STORED DATA
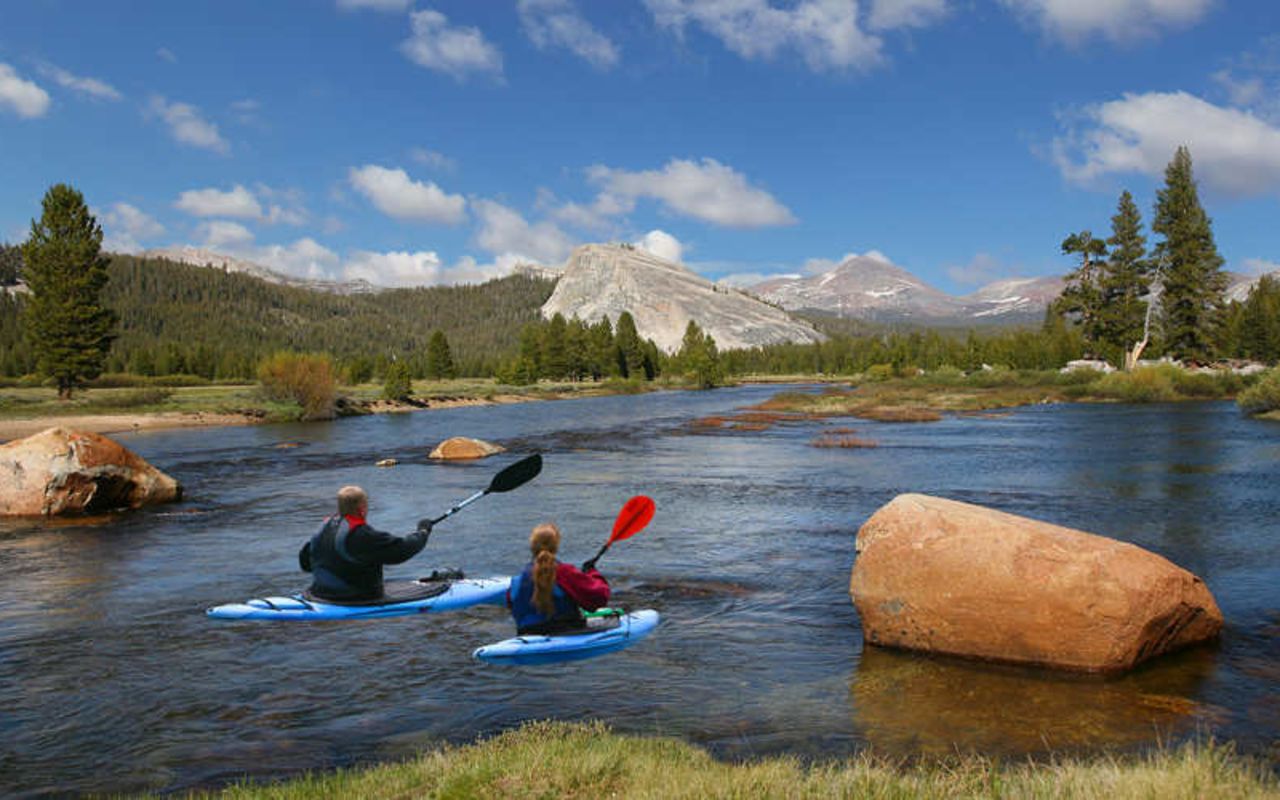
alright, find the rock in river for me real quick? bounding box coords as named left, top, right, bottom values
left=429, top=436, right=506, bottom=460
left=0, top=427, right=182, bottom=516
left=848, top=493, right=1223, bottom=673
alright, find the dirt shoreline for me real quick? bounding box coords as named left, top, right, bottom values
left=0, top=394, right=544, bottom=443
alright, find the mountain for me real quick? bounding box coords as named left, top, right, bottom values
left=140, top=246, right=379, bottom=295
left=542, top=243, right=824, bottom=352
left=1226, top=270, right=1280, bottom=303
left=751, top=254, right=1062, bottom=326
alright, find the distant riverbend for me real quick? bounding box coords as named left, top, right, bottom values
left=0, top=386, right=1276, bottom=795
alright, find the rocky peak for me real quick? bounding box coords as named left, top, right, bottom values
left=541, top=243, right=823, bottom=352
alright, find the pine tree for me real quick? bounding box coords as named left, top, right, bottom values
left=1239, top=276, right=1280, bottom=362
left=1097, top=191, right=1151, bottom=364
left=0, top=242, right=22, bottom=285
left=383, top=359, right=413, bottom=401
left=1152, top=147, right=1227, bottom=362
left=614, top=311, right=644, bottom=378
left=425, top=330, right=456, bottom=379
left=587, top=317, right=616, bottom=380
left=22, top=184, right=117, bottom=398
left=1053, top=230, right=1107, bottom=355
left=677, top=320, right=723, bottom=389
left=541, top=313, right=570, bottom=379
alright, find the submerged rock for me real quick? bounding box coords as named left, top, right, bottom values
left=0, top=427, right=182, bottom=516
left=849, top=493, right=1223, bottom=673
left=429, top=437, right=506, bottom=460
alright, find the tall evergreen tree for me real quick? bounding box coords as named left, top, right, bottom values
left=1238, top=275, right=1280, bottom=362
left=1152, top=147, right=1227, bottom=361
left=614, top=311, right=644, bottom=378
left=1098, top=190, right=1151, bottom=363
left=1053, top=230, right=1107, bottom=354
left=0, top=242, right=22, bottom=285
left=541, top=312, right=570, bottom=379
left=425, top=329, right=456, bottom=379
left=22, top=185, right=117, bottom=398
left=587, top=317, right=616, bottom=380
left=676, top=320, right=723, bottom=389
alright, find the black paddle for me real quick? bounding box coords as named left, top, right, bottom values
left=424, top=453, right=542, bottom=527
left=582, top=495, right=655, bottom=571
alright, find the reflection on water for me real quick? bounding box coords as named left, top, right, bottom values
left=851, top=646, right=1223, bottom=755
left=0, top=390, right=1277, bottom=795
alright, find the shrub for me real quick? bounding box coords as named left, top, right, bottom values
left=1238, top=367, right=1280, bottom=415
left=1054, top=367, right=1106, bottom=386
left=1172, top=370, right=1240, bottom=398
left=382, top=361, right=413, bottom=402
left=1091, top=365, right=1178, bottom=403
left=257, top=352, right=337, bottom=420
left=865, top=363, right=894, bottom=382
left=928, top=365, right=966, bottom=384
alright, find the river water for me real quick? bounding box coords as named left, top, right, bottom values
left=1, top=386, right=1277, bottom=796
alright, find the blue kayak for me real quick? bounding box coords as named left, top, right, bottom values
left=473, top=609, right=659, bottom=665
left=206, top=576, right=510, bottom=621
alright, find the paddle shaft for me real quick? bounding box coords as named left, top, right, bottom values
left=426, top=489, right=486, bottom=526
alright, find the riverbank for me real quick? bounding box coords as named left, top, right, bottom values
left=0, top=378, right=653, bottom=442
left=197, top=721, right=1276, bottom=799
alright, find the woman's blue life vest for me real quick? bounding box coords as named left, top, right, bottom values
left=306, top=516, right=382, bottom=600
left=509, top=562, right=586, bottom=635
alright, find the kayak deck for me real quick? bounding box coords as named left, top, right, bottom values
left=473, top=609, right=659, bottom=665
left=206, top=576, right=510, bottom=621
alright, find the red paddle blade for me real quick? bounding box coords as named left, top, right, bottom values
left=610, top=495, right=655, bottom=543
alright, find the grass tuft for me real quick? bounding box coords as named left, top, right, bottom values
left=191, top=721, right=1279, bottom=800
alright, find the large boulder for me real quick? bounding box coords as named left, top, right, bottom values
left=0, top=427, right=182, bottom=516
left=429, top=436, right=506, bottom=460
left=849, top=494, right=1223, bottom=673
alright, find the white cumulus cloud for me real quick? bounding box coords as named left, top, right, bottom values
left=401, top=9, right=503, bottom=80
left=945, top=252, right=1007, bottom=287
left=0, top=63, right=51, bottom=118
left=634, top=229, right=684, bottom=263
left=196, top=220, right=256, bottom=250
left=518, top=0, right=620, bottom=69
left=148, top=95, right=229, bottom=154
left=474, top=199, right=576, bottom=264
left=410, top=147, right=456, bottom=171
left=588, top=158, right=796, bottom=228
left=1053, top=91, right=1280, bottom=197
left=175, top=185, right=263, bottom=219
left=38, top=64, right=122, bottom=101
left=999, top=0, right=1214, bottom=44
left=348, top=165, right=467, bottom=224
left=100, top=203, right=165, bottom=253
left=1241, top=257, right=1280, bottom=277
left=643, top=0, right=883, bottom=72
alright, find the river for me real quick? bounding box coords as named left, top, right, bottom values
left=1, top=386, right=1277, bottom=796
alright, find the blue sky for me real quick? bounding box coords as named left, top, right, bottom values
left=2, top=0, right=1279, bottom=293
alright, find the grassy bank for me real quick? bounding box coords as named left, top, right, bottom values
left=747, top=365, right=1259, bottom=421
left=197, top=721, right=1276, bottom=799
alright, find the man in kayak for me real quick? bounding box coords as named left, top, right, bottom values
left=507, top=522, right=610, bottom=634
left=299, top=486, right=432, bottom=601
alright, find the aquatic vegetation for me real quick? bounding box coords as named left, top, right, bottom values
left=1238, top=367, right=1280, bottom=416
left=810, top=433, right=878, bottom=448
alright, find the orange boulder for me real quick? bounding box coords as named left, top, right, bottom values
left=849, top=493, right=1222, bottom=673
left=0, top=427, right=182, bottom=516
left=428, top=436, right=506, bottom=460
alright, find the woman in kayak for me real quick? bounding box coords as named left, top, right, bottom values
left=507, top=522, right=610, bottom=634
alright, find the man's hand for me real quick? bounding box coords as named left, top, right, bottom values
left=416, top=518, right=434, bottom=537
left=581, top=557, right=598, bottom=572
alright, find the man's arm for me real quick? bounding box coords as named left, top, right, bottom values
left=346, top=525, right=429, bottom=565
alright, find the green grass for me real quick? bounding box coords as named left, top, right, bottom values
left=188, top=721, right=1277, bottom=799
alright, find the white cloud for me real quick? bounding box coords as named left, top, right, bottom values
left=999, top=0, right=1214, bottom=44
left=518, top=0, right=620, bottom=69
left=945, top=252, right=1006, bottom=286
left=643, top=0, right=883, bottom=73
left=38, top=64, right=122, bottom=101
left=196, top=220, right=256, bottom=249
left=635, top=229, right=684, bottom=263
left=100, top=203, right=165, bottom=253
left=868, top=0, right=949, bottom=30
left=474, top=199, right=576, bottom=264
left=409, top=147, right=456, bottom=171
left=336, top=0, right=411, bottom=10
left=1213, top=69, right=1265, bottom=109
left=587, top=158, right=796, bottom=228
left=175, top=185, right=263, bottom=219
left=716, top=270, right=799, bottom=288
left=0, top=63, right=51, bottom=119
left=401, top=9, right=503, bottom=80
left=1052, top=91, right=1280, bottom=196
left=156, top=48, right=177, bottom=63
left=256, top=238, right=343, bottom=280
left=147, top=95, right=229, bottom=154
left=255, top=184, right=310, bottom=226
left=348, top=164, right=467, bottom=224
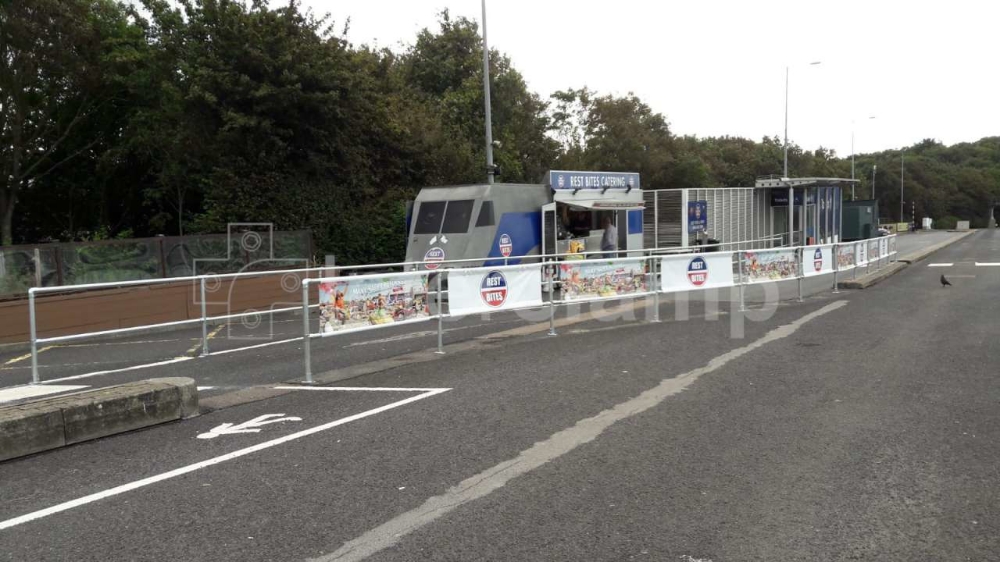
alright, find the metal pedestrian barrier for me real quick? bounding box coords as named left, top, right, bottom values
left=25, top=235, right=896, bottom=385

EXERCISE
Leaving the images behind, set down every entry word for word.

SOLUTION TO THIS TASK
alright, find the rock in river for me real quick? bounding box coords as named left, top, right, bottom values
left=429, top=436, right=506, bottom=460
left=0, top=427, right=182, bottom=516
left=848, top=493, right=1223, bottom=673
alright, find the dirt shoreline for me real quick? bounding box coords as named left, top, right, bottom values
left=0, top=394, right=544, bottom=443
alright, find the mountain for me real quick? bounding box coords as named left, top, right, bottom values
left=140, top=246, right=379, bottom=295
left=542, top=243, right=824, bottom=352
left=1226, top=270, right=1280, bottom=303
left=751, top=254, right=1062, bottom=326
alright, find the distant riverbend for me real quick? bounding box coords as named left, top, right, bottom values
left=0, top=386, right=1276, bottom=795
alright, find the rocky peak for me real quick? bounding box coords as named left, top, right, bottom values
left=541, top=243, right=823, bottom=352
alright, find the pine tree for me real quick? bounding box coords as named left, top, right, bottom values
left=1239, top=276, right=1280, bottom=362
left=1097, top=191, right=1151, bottom=364
left=0, top=242, right=22, bottom=285
left=383, top=359, right=413, bottom=401
left=1152, top=147, right=1227, bottom=362
left=614, top=311, right=644, bottom=378
left=425, top=330, right=456, bottom=379
left=587, top=317, right=616, bottom=380
left=22, top=184, right=117, bottom=398
left=1053, top=230, right=1107, bottom=355
left=677, top=320, right=723, bottom=389
left=541, top=313, right=570, bottom=379
alright, find the submerged rock for me real quick? bounding box coords as named left, top, right, bottom values
left=0, top=427, right=182, bottom=516
left=849, top=493, right=1223, bottom=673
left=429, top=437, right=506, bottom=460
alright, find the tall evergreen tree for me real quick? bounding box coords as named left, top, right, bottom values
left=1238, top=275, right=1280, bottom=362
left=1152, top=147, right=1227, bottom=361
left=614, top=311, right=644, bottom=378
left=1098, top=190, right=1151, bottom=363
left=1053, top=230, right=1107, bottom=354
left=0, top=242, right=22, bottom=285
left=541, top=312, right=570, bottom=379
left=425, top=329, right=456, bottom=379
left=22, top=185, right=117, bottom=398
left=587, top=317, right=616, bottom=380
left=676, top=320, right=723, bottom=389
alright, find the black paddle for me real quick? bounding box coords as named left, top, right, bottom values
left=424, top=453, right=542, bottom=527
left=582, top=495, right=655, bottom=571
alright, find the reflection on water for me real quick? bounding box coords as named left, top, right, bottom values
left=851, top=646, right=1223, bottom=755
left=0, top=390, right=1277, bottom=795
alright, find the shrub for me real quick? bounding box coords as named left, top, right, bottom values
left=1238, top=367, right=1280, bottom=415
left=1054, top=367, right=1106, bottom=386
left=1172, top=370, right=1240, bottom=398
left=382, top=361, right=413, bottom=402
left=1091, top=365, right=1178, bottom=403
left=257, top=352, right=337, bottom=420
left=865, top=363, right=894, bottom=382
left=928, top=365, right=966, bottom=384
alright, find the river water for me real quick? bounding box coords as named left, top, right, bottom values
left=1, top=386, right=1277, bottom=796
alright, find the blue kayak for me real quick? bounding box coords as named left, top, right, bottom values
left=473, top=609, right=659, bottom=665
left=206, top=576, right=510, bottom=621
alright, find the paddle shaft for me real quick? bounding box coords as named left, top, right, bottom values
left=426, top=489, right=486, bottom=526
alright, find the riverbank for me real quick? bounding box coords as named left, top, right, bottom values
left=0, top=378, right=653, bottom=442
left=197, top=721, right=1276, bottom=799
alright, find the woman's blue life vest for me real quick? bounding box coords as named left, top, right, bottom values
left=306, top=516, right=382, bottom=600
left=509, top=562, right=586, bottom=635
alright, find the kayak deck for me real quick? bounding box coords as named left, top, right, bottom values
left=473, top=609, right=659, bottom=665
left=206, top=576, right=510, bottom=621
alright, find the red paddle blade for me real quick? bounding box coords as named left, top, right, bottom values
left=610, top=495, right=655, bottom=543
alright, find the grass tuft for me real quick? bounding box coords as named left, top, right, bottom values
left=191, top=721, right=1279, bottom=800
alright, find the large boulder for me real quick? bounding box coords as named left, top, right, bottom values
left=0, top=427, right=182, bottom=516
left=429, top=436, right=506, bottom=460
left=849, top=494, right=1223, bottom=673
alright, find the white cumulus cloud for me real quick? bounding box coords as named left, top, right, bottom values
left=401, top=9, right=503, bottom=80
left=945, top=252, right=1007, bottom=287
left=0, top=63, right=51, bottom=118
left=634, top=229, right=684, bottom=263
left=196, top=220, right=256, bottom=250
left=518, top=0, right=620, bottom=69
left=148, top=95, right=229, bottom=154
left=474, top=199, right=576, bottom=264
left=410, top=147, right=456, bottom=171
left=588, top=158, right=796, bottom=228
left=1053, top=91, right=1280, bottom=197
left=175, top=185, right=263, bottom=219
left=38, top=64, right=122, bottom=101
left=999, top=0, right=1214, bottom=44
left=348, top=165, right=467, bottom=224
left=100, top=203, right=165, bottom=253
left=1241, top=257, right=1280, bottom=277
left=643, top=0, right=883, bottom=72
alright, find the river for me real quick? bounding box coords as named left, top, right, bottom values
left=1, top=386, right=1277, bottom=796
alright, find the blue sky for me real quick? bounding box coords as named left, top, right, bottom values
left=2, top=0, right=1279, bottom=293
alright, find the grassy bank for me real quick? bounding box coords as named left, top, right, bottom values
left=747, top=365, right=1259, bottom=421
left=197, top=721, right=1276, bottom=799
alright, find the man in kayak for me real quick? bounding box coords as named left, top, right, bottom values
left=507, top=522, right=610, bottom=634
left=299, top=486, right=432, bottom=601
alright, find the aquatic vegetation for me real quick? bounding box coords as named left, top, right, bottom values
left=1238, top=367, right=1280, bottom=416
left=810, top=433, right=878, bottom=448
alright, find the orange boulder for me real quick? bounding box coords as named left, top, right, bottom values
left=849, top=493, right=1222, bottom=673
left=0, top=427, right=182, bottom=516
left=428, top=436, right=506, bottom=460
alright, find the woman in kayak for me real quick? bounding box coords as named left, top, right, bottom values
left=507, top=522, right=610, bottom=634
alright, find the man's hand for me real quick? bounding box coords as named left, top, right, bottom values
left=416, top=518, right=434, bottom=537
left=581, top=557, right=598, bottom=572
alright, find the man's arm for me real quick? bounding box coords as named left, top, right, bottom values
left=346, top=525, right=429, bottom=565
alright, find the green grass for me real quick? bounding box coords as named left, top, right, bottom values
left=188, top=721, right=1277, bottom=799
alright, find the white cloud for me real quick? bounding box coords as named left, top, right, bottom values
left=999, top=0, right=1214, bottom=44
left=518, top=0, right=620, bottom=69
left=945, top=252, right=1006, bottom=286
left=643, top=0, right=883, bottom=73
left=38, top=64, right=122, bottom=101
left=196, top=220, right=256, bottom=249
left=635, top=229, right=684, bottom=263
left=100, top=203, right=165, bottom=253
left=868, top=0, right=949, bottom=30
left=474, top=199, right=576, bottom=264
left=409, top=147, right=456, bottom=171
left=336, top=0, right=411, bottom=10
left=1213, top=69, right=1265, bottom=109
left=587, top=158, right=796, bottom=228
left=175, top=185, right=263, bottom=219
left=716, top=270, right=799, bottom=288
left=0, top=63, right=51, bottom=119
left=401, top=9, right=503, bottom=80
left=1052, top=91, right=1280, bottom=196
left=156, top=48, right=177, bottom=63
left=256, top=238, right=343, bottom=280
left=147, top=95, right=229, bottom=154
left=255, top=184, right=310, bottom=226
left=348, top=164, right=467, bottom=224
alright, find the metal pedestrian barrier for me real quick? bounding box coords as named left, top, right, bottom values
left=25, top=235, right=896, bottom=385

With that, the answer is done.